=== YOUR GOAL ===
Carry on the forum thread about retirement village investing with a new post that follows on from its last one.

=== EXTRACT ===
Maybe its just the view of an investor vs the view of a short term trader?
They say in Palestine: when apricots are cheap, plant apricot trees.
The reason? Nobody is looking after orchards when the fruit are too cheap, farmers will tear the trees out and change to other crops. Guess what happens with the price of apricots when your new trees are mature?
Maybe there is something retirement units and apricots have in common?
As I have said in the past, you do not fully understand OCA, and this comment proves that. Brent stated in yesterdays webinar that OCA will always provide some level of standard care beds, because they want all New Zealanders to have access to standard, affordable care should they need it. There was also a comment made about the Waterford site - they will be introducing some care beds (can't remember the exact wording here) and their current residents are already expressing excitement about that. Which confirms my comments that people want to have the option of care provided on site so they can have continuity of care throughout the rest of their life should they, or their spouse, need it.
You're such an interesting poster to follow Bull! You don't present a balanced perspective of the facts, which suggests you may be more interested in appearing 'correct' than actually being correct. Implicit bias can ruin an investor!
In terms of Fletcher's village - quite the interesting update. Have you considered whether sharing capital gains may actually be reasonable in this context, Bull? Are there any distinguishing features to the traditional retirement village?

=== DATASET ROWS ===

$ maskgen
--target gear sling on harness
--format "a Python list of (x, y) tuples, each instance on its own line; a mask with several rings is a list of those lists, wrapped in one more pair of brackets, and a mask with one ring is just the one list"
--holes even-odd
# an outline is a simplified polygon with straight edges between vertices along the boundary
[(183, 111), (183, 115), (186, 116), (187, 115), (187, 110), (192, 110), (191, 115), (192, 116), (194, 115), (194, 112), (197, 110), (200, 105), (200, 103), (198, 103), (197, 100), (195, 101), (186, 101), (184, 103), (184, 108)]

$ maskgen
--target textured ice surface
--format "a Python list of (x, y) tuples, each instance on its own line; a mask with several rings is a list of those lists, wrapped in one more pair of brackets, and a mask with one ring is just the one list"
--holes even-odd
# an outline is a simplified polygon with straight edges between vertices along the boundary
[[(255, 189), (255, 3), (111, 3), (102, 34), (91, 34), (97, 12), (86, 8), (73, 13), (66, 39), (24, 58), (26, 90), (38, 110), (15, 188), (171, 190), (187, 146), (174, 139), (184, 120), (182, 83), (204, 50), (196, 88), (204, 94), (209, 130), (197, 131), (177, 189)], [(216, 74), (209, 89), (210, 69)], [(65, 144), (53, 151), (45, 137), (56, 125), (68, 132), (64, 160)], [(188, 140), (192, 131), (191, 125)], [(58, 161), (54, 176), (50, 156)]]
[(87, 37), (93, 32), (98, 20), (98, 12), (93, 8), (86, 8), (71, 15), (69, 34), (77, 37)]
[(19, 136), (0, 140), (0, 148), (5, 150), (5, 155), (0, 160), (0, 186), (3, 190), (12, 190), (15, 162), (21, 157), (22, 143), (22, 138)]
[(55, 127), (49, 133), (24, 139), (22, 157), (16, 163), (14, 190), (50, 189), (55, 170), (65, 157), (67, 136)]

=== ANSWER FOR THE TASK ===
If we look at the article, we see the shared capital gains approach is (likely) only possible because the village operates on a 'low cost' model. We need to consider whether sharing capital gains would continue to be sustainable if it offered traditional retirement amenities.
Further, the article states these villages are designed to 'plug the hole' between home ownership and a traditional retirement home. This means your target client will need to spend a large sum of money when they finally do move into a traditional retirement home. It will be very hard to convince that person to use your service if you are going to take all the capital gains, as they risk not being able to afford the retirement village when the time comes.
Finally, the village does not offer care, does not offer any ancillary services, and does not offer any amenities. When considering all of these factors, the 'village' appear to be more in line with traditional home ownership than an actual retirement village. In that context Bull, it would almost be unreasonable not to share capital gains with the resident? Otherwise, you are effectively saying: use our service, which is basically like owning a home, but you don't get any of the benefits of owning a home. The article states itself: the Fletcher's village is designed to operate as a 'downsize' option similar to home ownership.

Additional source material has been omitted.